──────── TEXTAUSZUG
1) In Zürich-Kloten wird bei den Starts zwischen Charterverkehr und dem restlichen gewerbsmässigen Nichtlinienverkehr unterschieden. Für den Charterverkehr gilt eine Sperre zwischen 22 und 6 Uhr, für den restlichen gewerbsmässigen Nichtlinienverkehr eine solche zwischen 23 und 6 Uhr.


2) In Zürich-Kloten und Genf-Cointrin unterliegen Langstreckenflüge geringeren Einschränkungen. Am EAP wird ein derartiger Unterschied nicht gemacht.


Trotz der grundsätzlichen rechtlichen Unterschiede bestehen keine fundamentalen Differenzen zwischen den Nachtflugsperren. Zürich-Kloten verfügt über die etwas strengere Regelung als der EAP bei den Landungen im Linienverkehr (eine halbe Stunde) und bei den Starts eines Teils des Charterverkehrs (eine Stunde). Hinsichtlich der lärmabhängigen Einschränkungen gelten aber am EAP anerkanntermassen etwas strengere Vorschriften: In Zürich-Kloten und Genf-Cointrin unterliegen Langstreckenflüge vergleichsweise geringeren Lärmrestriktionen (für Kurz- und Mittelstreckenflüge gelten ähnliche Bestimmungen). Im Vergleich zum Flughafen Genf-Cointrin wird der Charterverkehr am EAP stärkeren Einschränkungen unterworfen (die Differenz beträgt insgesamt drei Stunden). Zudem wird am EAP die Benutzung der Direktstartroute stark limitiert, wodurch dicht besiedelte Gebiete entlastet werden. In Zürich-Kloten sind die während der Nachtzeit hauptsächlich zu benützenden Pisten definiert. Wird der Staatsvertrag mit der Bundesrepublik Deutschland ratifiziert, bestehen zudem weitgehende Einschränkungen für den Überflug von deutschem Territorium.


Insgesamt ist festzuhalten, dass die Forderung nach einer strikten Nachtflugsperre zwischen 22.00 und 6.00 Uhr den EAP gegenüber den anderen Landesflughäfen stark benachteiligen würde.
────────────────
──────── BEREITGESTELLTE ZEILEN
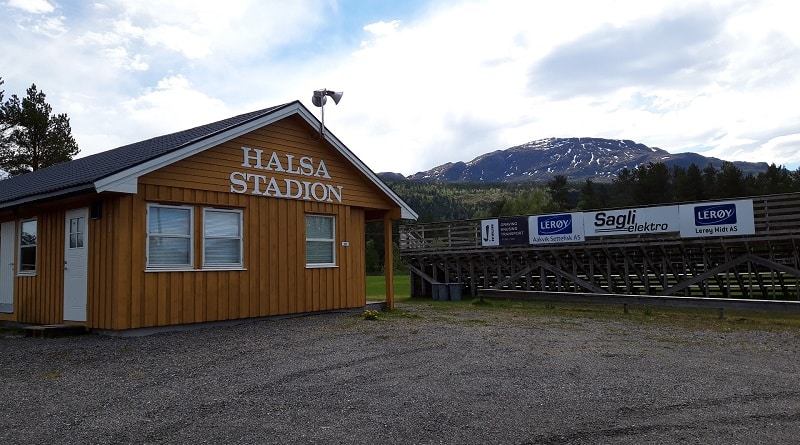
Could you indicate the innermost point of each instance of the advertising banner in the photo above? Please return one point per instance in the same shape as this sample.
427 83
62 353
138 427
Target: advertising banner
490 233
504 231
717 219
631 221
551 229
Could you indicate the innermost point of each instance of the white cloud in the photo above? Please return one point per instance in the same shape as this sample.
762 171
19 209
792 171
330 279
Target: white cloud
32 6
445 82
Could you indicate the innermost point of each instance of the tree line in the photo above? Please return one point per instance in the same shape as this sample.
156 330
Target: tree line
652 183
31 135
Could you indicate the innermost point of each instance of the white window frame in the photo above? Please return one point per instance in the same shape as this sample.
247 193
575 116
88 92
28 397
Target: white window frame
35 245
240 237
190 236
330 240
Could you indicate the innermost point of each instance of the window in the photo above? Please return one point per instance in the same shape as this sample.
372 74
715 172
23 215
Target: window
320 241
222 238
76 232
27 247
169 236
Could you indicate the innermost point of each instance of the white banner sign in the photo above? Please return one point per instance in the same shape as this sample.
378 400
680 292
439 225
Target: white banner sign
551 229
631 221
717 219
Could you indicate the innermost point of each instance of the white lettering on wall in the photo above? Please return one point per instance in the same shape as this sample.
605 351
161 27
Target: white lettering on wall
261 184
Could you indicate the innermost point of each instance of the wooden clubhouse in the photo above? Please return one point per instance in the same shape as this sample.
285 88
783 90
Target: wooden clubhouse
252 216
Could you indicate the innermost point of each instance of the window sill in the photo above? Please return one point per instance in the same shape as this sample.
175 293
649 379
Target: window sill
206 269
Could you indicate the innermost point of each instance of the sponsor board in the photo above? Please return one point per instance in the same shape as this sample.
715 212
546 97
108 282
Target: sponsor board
504 231
717 219
631 221
490 232
551 229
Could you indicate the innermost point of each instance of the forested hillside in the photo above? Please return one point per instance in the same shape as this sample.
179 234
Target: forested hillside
654 183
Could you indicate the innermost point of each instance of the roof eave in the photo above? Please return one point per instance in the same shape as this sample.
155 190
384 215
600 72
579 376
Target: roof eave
56 194
406 212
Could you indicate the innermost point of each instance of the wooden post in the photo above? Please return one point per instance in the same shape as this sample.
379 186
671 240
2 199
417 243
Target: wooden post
388 260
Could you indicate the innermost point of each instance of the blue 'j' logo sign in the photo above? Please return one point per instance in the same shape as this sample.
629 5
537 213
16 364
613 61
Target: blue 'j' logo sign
555 225
715 215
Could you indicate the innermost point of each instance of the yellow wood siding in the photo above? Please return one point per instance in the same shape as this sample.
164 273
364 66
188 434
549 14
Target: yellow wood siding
276 280
123 294
39 298
210 170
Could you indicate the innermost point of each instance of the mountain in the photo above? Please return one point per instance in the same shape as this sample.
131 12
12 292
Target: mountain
576 158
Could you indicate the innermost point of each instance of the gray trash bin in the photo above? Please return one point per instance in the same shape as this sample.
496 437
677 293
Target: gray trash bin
455 291
440 291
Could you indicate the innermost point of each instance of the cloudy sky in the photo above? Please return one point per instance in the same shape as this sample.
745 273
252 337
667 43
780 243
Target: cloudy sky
425 81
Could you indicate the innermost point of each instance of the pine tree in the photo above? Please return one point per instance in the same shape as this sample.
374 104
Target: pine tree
32 136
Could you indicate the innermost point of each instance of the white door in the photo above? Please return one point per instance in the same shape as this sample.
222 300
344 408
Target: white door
76 244
7 237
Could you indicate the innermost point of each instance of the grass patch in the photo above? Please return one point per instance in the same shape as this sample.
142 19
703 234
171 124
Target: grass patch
565 313
692 318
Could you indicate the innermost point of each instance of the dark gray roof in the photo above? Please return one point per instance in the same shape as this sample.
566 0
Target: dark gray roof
80 174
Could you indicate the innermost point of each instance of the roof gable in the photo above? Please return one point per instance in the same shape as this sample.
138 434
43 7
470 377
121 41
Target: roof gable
119 169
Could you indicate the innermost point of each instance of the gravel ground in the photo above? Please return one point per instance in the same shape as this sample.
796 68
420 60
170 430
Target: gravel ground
462 376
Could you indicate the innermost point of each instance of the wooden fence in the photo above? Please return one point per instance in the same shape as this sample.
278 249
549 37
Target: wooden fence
764 265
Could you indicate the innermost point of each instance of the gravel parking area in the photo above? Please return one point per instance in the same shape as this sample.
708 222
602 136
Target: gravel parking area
423 375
────────────────
• _ARBEITSAUFTRAG 1_
Übersetzen Sie aus dem Textauszug zu den Nachtflugsperren den Satz „Trotz der grundsätzlichen rechtlichen Unterschiede bestehen keine fundamentalen Differenzen zwischen den Nachtflugsperren.“ ins Englische.
• _ARBEITSAUFTRAG 2_
Führen Sie den Textauszug zu den Nachtflugsperren im Anschluss an seinen letzten Satz weiter.

• _ERGEBNIS 1_
Despite the basic legal differences, there are no fundamental discrepancies between the night flight bans.

• _ERGEBNIS 2_
3.2. Vergleich mit anderen französischen Flughäfen (ACNUSA-Empfehlungen)


Der EAP ist - ebenso wie er ein Schweizer Landesflughafen ist - auch ein französischer Flughafen. Die Nachtflugsperre des EAP darf nicht alleine mit der Schweizer Regelung verglichen werden, sondern muss auch im Kontext mit anderen französischen Flughäfen betrachtet werden.


In Frankreich bestehen keine rechtlich verbindlichen Rahmenbedingungen. Viele französische Flughäfen verfügen über gar keine Nachtflugsperre. Ein Vergleich lässt sich am übersichtlichsten mit dem Stand der Umsetzung der Empfehlungen der französischen Fluglärmbehörde ACNUSA (Autorité de Contrôle des Nuisances Sonores Aéroportuaires) darstellen. In ihrem Bericht über das Jahr 2001 hält sie fest, dass die Einführung einer Nachtflugsperre an französischen Flughäfen zur Zeit nicht möglich ist. Daher bleiben Starts und Landungen an französischen Flughäfen während der ganzen Nacht grundsätzlich erlaubt. Stattdessen spricht sich die ACNUSA für die Messung der Überflüge zwischen 22 und 6 Uhr aus. Überschreiten diese Flüge ein bestimmtes Lärmmass (Leq [1 Sekunde] höher als 85 dB [A]) sollen sie untersucht und eventuell sanktioniert werden (Seite 6 des "Rapport d'activité 2001" der ACNUSA; der Bericht kann unter www.acnusa.fr eingesehen werden). Diese Empfehlung soll in diesem Jahr umgesetzt werden. Eine weitere ACNUSA-Empfehlung bestimmt, dass eine restriktive Nachflugregelung für die lautesten Kapitel III-Flugzeuge im Jahre 2004 umgesetzt werden soll (Seite 12 des "Rapport d'activité 2001" der ACNUSA). Diese Bestimmung wird auf dem EAP seit dem 1. Dezember 2001 umgesetzt.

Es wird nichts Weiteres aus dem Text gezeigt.